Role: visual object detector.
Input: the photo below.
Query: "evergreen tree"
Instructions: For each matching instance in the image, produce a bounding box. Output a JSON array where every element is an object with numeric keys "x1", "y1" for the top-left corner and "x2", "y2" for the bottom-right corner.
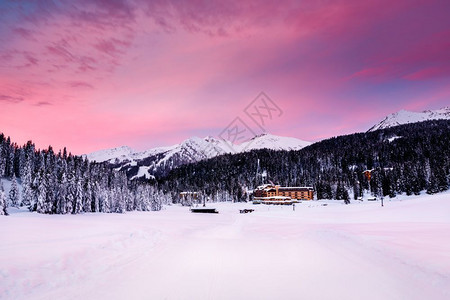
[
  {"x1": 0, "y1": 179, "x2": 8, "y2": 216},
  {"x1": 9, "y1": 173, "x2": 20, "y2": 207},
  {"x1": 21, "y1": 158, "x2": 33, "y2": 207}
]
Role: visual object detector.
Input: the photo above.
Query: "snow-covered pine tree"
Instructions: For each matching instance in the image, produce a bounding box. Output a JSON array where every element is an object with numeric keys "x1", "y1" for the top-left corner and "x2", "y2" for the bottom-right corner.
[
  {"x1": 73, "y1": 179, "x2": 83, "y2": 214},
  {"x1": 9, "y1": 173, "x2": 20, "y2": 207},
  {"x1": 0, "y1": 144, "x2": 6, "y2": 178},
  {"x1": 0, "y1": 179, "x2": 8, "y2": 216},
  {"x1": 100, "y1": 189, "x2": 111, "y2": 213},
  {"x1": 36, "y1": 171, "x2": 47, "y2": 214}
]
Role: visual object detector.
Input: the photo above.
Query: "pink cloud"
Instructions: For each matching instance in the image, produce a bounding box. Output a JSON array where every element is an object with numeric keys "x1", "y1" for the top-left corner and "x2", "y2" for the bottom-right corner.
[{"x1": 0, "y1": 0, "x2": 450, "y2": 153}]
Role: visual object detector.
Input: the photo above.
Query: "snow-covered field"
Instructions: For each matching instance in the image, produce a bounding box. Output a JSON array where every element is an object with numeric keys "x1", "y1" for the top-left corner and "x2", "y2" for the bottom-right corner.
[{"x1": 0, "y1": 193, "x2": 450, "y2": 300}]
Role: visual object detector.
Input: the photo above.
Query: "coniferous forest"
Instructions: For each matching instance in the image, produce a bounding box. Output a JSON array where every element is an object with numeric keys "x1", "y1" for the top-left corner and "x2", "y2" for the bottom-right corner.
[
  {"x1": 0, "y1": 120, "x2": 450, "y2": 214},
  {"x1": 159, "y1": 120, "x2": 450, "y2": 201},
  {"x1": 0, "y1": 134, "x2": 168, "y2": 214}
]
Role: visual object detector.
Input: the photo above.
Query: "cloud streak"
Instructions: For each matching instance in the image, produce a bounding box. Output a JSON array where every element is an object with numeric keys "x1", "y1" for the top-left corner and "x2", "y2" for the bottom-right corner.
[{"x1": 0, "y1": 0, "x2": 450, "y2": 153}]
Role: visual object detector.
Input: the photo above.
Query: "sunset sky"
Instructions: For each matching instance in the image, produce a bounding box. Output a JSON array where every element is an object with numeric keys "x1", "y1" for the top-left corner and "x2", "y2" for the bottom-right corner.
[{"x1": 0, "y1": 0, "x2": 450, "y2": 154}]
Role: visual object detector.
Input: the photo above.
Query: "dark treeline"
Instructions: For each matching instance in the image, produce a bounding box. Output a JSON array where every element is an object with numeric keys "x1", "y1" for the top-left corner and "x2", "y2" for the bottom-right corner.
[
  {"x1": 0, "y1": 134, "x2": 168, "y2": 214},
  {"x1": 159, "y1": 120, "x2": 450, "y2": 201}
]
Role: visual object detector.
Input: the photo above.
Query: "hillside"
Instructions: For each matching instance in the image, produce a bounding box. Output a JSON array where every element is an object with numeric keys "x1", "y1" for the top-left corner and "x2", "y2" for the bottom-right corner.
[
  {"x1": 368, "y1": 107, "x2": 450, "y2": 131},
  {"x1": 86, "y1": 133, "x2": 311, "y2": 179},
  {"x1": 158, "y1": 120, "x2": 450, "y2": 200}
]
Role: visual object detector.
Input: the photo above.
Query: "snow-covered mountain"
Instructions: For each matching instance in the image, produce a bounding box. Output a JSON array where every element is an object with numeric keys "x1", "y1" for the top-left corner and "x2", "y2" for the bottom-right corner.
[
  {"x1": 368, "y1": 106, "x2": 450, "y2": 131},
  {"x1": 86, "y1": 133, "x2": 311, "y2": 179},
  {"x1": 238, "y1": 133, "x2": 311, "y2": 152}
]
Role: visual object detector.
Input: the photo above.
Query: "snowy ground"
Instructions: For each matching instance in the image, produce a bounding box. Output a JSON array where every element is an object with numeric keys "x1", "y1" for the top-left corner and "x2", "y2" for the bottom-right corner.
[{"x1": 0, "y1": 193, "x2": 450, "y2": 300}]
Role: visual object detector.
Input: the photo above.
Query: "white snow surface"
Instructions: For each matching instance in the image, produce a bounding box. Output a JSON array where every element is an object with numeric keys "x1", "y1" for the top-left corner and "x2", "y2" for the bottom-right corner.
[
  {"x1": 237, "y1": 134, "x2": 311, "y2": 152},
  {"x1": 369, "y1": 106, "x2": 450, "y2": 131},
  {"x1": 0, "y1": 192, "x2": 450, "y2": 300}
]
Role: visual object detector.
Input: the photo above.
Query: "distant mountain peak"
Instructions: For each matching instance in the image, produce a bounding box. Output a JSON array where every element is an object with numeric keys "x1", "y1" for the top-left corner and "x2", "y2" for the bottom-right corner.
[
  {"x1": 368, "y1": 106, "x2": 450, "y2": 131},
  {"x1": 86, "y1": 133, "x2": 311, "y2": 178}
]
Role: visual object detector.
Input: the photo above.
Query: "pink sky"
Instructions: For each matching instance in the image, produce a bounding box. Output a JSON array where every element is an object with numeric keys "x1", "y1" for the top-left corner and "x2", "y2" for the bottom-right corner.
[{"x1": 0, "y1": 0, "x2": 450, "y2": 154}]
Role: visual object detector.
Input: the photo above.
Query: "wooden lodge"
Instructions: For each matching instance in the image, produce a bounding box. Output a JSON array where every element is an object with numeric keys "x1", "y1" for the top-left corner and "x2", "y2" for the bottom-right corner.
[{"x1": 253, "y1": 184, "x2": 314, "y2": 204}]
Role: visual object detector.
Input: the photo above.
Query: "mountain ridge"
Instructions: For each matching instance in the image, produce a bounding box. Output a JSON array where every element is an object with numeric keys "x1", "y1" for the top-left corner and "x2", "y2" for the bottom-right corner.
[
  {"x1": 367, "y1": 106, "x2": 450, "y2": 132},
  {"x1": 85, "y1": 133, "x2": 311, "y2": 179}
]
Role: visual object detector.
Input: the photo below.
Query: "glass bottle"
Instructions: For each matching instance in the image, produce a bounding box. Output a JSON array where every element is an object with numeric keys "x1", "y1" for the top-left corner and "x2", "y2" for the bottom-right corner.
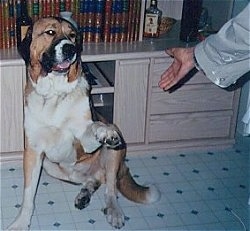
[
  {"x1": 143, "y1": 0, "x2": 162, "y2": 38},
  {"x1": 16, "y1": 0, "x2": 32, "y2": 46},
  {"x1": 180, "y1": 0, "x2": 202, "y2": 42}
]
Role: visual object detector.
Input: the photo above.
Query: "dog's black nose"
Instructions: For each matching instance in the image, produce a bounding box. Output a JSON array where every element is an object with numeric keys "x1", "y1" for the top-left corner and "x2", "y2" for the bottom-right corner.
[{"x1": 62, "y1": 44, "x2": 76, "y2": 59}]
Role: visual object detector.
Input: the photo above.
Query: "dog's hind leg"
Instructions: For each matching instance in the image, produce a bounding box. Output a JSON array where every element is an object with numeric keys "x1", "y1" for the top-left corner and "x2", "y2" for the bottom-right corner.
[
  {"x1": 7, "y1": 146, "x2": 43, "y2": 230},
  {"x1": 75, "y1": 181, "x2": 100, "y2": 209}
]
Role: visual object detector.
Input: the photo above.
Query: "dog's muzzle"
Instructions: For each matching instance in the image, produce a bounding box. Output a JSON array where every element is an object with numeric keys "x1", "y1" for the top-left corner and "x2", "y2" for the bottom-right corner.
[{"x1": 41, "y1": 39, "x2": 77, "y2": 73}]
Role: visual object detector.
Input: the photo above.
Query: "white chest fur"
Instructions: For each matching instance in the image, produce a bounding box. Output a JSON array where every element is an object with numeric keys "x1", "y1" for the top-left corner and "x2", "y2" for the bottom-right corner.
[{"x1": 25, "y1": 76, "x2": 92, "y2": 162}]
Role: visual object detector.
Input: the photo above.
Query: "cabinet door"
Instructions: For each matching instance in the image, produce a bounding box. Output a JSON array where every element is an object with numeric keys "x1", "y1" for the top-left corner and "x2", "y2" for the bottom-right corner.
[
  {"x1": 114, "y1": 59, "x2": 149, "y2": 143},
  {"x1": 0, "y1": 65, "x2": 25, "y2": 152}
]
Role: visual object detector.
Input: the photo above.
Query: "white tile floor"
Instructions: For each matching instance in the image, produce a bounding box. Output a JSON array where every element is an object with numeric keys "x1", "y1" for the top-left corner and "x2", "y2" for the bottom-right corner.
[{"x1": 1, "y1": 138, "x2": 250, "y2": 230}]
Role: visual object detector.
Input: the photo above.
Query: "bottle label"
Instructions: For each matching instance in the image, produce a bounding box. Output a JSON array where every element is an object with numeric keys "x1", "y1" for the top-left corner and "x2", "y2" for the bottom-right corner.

Problem requirements
Extract every line of the listing above that contains the string "white".

Problem solution
Query: "white snow surface"
Query: "white chest fur"
Query: "white tile floor"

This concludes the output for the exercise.